THE EXERCISE: Can you rescale the stretch of the data from its start through the line containing "[0, 0, 440, 137]", both ends included? Reproduce every line in full, but multiply each bounding-box coordinate in the answers by 1.6 and round to whole numbers, with halves going up. Leave the sample box in the usage notes unchanged.
-- START OF ENTRIES SHOWN --
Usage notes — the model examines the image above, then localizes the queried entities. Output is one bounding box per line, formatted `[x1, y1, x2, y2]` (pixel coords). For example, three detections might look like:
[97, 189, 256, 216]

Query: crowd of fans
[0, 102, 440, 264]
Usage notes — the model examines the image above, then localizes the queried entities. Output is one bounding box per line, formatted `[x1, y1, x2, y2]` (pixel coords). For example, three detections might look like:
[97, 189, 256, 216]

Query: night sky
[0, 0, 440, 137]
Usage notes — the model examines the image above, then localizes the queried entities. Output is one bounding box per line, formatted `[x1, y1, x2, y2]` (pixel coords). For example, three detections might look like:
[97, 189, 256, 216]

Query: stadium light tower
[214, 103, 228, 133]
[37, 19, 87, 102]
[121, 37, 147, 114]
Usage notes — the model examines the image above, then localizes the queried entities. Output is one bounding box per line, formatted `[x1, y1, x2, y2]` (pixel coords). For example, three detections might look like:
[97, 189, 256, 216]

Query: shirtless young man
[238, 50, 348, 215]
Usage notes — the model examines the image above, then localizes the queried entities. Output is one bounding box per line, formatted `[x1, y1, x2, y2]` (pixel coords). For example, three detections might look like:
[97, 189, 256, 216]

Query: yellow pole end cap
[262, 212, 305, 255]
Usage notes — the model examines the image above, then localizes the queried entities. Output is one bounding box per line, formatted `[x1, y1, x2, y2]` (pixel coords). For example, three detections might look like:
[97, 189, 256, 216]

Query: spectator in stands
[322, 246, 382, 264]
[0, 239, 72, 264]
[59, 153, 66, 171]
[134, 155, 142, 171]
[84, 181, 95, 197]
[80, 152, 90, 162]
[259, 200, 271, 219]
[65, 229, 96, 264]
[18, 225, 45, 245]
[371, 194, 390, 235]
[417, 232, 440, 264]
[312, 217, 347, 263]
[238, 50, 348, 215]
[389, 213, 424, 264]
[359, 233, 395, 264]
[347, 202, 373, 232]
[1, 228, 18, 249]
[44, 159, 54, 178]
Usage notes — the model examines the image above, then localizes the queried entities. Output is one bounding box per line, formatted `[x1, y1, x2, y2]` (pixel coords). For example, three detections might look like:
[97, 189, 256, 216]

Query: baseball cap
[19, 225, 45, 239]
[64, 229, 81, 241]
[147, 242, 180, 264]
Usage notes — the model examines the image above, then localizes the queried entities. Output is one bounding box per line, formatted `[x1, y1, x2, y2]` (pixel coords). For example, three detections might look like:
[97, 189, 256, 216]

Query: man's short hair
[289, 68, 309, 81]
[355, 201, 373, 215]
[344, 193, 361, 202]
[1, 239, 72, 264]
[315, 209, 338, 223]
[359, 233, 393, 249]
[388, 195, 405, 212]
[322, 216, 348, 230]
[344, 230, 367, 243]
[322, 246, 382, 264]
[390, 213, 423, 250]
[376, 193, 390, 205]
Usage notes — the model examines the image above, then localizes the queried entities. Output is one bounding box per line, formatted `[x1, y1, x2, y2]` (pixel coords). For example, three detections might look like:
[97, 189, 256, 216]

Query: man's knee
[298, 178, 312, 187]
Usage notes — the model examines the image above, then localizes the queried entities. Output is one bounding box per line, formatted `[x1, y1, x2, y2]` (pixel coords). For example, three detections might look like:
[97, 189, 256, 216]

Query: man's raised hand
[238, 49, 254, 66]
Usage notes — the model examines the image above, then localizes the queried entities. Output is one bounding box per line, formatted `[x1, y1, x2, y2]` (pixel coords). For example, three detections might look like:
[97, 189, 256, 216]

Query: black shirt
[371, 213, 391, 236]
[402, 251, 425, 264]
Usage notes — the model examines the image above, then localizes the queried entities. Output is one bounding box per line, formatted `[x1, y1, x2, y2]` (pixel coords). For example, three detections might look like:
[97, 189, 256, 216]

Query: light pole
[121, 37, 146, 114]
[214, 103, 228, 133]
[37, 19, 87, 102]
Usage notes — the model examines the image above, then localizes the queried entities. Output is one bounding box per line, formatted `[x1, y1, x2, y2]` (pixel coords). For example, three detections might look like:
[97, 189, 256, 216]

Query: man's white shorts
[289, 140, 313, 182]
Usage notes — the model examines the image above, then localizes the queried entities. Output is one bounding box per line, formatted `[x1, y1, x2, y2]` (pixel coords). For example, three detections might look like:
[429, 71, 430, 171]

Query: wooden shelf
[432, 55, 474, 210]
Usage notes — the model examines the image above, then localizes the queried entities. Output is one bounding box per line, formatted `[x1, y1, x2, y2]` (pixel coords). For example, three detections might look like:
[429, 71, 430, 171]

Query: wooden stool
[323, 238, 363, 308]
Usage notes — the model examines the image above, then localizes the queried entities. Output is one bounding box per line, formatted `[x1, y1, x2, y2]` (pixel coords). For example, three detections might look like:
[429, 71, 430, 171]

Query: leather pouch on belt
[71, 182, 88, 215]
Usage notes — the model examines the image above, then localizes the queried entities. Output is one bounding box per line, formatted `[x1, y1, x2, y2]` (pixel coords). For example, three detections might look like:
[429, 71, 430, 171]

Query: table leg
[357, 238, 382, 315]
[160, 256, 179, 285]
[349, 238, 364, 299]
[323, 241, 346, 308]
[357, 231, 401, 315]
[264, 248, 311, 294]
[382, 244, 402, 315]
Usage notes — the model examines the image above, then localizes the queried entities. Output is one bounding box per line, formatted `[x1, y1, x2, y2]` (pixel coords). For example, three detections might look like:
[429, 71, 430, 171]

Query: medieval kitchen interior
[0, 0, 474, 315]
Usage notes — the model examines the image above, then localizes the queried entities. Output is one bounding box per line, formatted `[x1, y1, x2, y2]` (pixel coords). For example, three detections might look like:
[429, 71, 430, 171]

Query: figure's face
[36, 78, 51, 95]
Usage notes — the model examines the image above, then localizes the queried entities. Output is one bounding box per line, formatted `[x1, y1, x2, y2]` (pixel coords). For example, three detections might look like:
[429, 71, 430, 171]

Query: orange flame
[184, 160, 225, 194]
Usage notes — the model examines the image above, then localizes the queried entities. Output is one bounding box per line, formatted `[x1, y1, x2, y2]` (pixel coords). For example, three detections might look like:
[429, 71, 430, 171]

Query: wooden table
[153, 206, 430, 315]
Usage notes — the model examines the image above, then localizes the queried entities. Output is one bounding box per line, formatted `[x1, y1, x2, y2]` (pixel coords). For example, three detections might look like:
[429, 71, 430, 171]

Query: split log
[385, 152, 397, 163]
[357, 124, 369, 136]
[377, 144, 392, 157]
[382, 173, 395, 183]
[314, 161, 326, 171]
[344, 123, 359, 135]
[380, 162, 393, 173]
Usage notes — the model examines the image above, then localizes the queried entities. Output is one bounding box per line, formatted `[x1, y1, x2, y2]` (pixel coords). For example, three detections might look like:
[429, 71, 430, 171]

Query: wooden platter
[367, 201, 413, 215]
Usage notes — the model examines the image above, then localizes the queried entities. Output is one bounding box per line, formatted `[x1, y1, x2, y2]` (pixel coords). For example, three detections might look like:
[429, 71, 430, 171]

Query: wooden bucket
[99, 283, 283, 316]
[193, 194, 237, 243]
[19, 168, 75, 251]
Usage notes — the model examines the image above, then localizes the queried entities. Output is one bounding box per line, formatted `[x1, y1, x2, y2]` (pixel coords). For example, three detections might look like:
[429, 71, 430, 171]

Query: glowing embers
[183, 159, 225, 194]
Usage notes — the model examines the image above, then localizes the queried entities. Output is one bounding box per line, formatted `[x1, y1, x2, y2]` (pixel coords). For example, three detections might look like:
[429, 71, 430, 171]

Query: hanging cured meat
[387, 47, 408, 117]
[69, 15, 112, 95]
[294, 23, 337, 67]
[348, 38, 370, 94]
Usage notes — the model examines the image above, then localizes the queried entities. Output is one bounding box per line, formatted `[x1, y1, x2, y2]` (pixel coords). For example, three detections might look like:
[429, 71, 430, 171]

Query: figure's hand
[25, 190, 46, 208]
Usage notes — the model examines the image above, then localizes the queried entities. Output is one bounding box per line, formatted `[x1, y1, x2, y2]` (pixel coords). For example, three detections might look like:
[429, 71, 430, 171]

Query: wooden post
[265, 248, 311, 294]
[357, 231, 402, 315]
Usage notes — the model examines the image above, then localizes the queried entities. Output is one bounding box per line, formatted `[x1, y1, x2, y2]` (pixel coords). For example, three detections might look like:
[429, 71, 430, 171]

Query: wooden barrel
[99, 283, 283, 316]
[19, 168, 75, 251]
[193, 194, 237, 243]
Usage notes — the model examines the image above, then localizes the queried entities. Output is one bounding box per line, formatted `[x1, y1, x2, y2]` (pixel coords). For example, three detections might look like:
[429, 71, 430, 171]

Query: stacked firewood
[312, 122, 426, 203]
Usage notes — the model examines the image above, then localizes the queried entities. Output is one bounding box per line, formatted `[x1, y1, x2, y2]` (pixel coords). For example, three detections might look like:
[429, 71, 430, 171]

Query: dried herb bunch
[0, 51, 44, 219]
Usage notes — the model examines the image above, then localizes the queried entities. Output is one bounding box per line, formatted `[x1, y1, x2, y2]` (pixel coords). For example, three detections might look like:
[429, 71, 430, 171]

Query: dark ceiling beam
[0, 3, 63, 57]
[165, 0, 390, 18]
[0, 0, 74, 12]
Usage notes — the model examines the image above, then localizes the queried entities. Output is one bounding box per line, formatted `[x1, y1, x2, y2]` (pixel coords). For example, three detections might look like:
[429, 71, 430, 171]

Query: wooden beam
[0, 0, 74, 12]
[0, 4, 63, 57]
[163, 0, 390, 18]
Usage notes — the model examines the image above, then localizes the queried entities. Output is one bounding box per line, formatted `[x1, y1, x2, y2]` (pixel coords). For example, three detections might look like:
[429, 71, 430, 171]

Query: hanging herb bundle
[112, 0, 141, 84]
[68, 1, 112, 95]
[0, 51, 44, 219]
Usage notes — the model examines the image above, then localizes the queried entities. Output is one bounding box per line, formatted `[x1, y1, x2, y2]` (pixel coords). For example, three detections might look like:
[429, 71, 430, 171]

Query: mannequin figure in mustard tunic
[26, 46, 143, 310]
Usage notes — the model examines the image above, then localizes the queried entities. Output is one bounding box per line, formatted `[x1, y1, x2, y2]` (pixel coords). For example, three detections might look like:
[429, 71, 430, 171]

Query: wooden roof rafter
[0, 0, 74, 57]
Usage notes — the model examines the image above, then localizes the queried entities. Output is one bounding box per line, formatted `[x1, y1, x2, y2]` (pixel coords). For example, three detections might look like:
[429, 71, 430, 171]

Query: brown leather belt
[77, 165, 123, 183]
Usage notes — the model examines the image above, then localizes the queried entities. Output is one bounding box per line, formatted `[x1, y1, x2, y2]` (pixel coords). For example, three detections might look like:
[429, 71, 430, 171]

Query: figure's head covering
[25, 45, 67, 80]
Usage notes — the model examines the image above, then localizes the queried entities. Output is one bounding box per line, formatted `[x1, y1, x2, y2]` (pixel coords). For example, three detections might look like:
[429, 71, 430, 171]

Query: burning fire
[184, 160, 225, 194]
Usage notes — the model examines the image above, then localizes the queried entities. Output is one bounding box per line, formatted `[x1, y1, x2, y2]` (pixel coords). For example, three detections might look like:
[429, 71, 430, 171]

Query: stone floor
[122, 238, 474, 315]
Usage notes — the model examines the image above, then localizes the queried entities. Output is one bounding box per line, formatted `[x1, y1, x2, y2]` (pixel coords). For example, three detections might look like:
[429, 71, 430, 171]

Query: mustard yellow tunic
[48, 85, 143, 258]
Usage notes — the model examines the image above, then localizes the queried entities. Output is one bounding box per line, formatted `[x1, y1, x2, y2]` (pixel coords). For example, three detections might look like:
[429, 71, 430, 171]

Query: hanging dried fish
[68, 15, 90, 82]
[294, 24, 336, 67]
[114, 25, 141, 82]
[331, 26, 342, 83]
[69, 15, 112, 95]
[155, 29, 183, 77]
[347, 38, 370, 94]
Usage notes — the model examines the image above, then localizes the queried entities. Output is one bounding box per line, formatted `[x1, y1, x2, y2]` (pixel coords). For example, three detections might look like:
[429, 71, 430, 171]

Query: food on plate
-- END OF ENTRIES SHOWN --
RESPONSE TO THIS EXERCISE:
Usage notes — the model examines the image above, then localizes the queried entities. Output is one bounding box per line, formatted `[x1, y1, x2, y2]` (pixel coords). For example, three detections might look like:
[97, 189, 256, 216]

Query: crowd of fans
[0, 163, 704, 422]
Usage notes — the model examines the image above, then localizes the queried entities. Output is one bounding box per line, formatted `[x1, y1, x2, y2]` (pixel coords). For example, three detections might look like:
[97, 189, 256, 216]

Query: night sky
[0, 0, 704, 219]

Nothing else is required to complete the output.